## EXERCISE DETAILS
Leaving out all images, return the entries below exactly.
(DATA begins)
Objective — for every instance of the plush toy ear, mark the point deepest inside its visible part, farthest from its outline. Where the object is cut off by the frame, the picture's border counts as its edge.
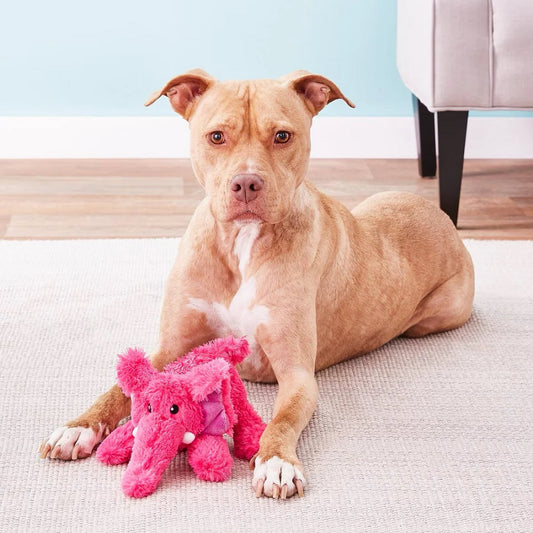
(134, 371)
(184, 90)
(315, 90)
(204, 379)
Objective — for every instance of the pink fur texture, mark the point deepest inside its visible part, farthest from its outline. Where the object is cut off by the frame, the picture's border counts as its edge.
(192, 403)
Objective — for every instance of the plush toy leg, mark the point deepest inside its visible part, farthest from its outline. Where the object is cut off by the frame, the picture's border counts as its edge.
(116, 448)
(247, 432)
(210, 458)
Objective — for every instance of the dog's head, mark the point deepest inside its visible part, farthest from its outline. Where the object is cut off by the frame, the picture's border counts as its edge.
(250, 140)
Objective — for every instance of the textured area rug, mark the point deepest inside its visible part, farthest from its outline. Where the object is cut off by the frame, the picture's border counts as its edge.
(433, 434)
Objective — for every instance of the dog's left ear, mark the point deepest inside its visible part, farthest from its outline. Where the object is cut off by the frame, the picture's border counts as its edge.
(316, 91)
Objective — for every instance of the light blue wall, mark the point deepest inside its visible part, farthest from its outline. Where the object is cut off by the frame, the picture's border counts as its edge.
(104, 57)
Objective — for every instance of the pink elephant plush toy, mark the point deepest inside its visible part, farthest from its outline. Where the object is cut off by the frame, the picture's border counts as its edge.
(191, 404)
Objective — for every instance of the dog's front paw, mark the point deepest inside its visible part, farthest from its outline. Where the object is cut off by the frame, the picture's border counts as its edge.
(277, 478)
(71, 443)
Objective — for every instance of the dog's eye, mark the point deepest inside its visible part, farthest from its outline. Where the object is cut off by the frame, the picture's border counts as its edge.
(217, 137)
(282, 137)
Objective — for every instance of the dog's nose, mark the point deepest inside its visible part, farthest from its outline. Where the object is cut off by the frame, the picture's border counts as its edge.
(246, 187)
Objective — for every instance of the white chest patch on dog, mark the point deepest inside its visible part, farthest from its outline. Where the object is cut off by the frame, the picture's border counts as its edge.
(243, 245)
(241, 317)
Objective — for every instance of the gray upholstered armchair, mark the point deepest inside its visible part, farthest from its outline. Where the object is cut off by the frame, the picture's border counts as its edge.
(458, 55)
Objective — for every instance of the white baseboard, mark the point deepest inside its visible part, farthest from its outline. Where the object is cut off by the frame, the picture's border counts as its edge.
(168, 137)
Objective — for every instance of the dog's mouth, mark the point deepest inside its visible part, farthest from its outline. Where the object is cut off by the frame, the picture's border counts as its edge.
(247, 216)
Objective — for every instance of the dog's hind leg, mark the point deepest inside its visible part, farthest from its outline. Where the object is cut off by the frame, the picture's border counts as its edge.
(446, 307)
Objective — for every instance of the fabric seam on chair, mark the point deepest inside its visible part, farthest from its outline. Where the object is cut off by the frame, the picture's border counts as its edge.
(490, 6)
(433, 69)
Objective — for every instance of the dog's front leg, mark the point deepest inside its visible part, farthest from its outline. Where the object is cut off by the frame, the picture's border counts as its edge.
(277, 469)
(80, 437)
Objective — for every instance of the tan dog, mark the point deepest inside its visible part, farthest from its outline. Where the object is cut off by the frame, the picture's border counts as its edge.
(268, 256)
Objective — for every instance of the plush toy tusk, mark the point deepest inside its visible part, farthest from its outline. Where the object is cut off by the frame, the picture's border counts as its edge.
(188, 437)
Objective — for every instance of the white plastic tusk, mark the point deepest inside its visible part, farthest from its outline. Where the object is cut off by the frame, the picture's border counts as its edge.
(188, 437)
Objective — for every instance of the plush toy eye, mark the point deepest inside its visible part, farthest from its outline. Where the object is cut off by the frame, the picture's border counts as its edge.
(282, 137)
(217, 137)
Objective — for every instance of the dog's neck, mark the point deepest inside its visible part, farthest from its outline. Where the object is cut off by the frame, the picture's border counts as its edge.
(DATA ends)
## COMPLETED TASK
Objective — for every instance of the plush toy ear, mark the point deepest inside its visible part, farthest from its outline. Where the object is cut off by the frame, the picture's border counts as its edge.
(134, 371)
(184, 90)
(315, 90)
(204, 379)
Objective — for every instance of the pink fur texture, mark the point deepest inside its visible part, farthest from its outline. Where the object is cut off by the frame, the picture's border counts as its edge.
(192, 403)
Objective — for every instance of the plush toy leg, mark the point deepest inside its visible part, farthest from its outline. Where the object is cut off by the frame, the picture's border counts as its edge.
(116, 448)
(247, 432)
(210, 458)
Objective — for every instance of the dog's head, mark the point deepest inside its visible part, farthest from its outline. Where the object is cut off by the frame, the picture's border counts as its edge.
(250, 140)
Objective — for every instance of the textured area rug, mark the point deepest inside its visible part, farthest from its outline. Where the object is cut off by the frame, the picture's border counts as its edge.
(433, 434)
Objective — for every instance of the dog's left ear, mark the point deepest inside its visible part, farthest from its outline. Where the object is cut off by the frame, the picture's border counts as its edge.
(316, 91)
Objective — for every instance of the light blue wall, mark the point deepest inside its visible part, farthest from its outline. Where the object is cut off by the frame, the picture's border counts as its edge.
(104, 57)
Objective — for every instance of the pink elephant plush toy, mark the point deepest inside its visible part, farthest from its outline. Where the object is cut off by the frame, the picture's border counts as its edge.
(191, 404)
Objective — for every instance of the dog's front paw, mark the point deepest inside its visible part, farthest from its outline. Where the object is cut off by the frame, the picture's border counts as its edge.
(277, 478)
(71, 443)
Objective — for every instance of the dog's eye, mark the point deepest inside its visible part, farthest from its outline. Where the object is cut off by the frame, the picture's border counts as its edge.
(217, 137)
(282, 137)
Objective — for every instance of the dog's nose, mark the point deepest inside its visible part, farthest from its outline. Where the object is cut off by the frame, the picture's border counts as its edge.
(246, 187)
Objective — for every instance of the white chest patch on dog, mark the point deepest inside its visible part, farthest from its outline. Where the object is cut off by the frame, the picture's border counts as its edge.
(243, 245)
(241, 317)
Objective — for every instance of the gray upholstered armchair, mark the point deepest inside its visible part, farthest from its outline. Where the object is cut off by the frame, the picture's border counts as its edge.
(458, 55)
Objective — for every instance of the white baseboard, mark the point deepest inside its visible part, farthest from its outline. Where the object is cut off by the frame, the picture's border counts as its edge.
(168, 137)
Objective — for every instance of the dog's mouth, mark the point deepest inside its visible part, farthest from its outline. Where the object is cut off by the frame, the picture's border counts as its edge.
(247, 216)
Objective — for every instance of the dog's hind leg, mark the point deepest inside its visible part, farthest from its outline. Where the object is cut off by the frame, the picture's border counts as its edge.
(446, 307)
Objective — for every instance of the fabric seam on chair, mark the point deepest inside its visible part, farthest from its outline. Where the object is cut off by the frame, the picture's border counts as its edge.
(490, 6)
(433, 69)
Objective — for every instance of the dog's front leg, mark the point deepest inside its visible part, farthest from its outline. Where the object is cut off by the frame, the picture's border counts as its edge.
(277, 469)
(80, 437)
Objective — for every instance of the tan dog, mark the point deepest inside its visible part, farthest from its outline. Where the object is cut off by the frame, the picture's border counts as its edge.
(268, 256)
Objective — for every instance of the plush toy tusk, mark the point deepest inside its visible part, farthest from its outline. Where the object is cut off by the frame, the picture's border counts as its edge.
(188, 437)
Objective — for every instance of the white plastic tusk, mark the point deepest inside its visible part, farthest from its outline. Where the object is cut off by the frame, the picture's border counts as its edge.
(188, 437)
Objective — for every instance of the plush toy eye, mark the point deepest inside its visible part, farthest from its outline. Where the object is cut off by the frame, the picture's border counts as its edge.
(282, 137)
(217, 137)
Objective — for every instance of the dog's neck, mark the point deepest inside its visible part, farthest from its outline. Where the object is cut off by the frame, the picture's border counts as its edge.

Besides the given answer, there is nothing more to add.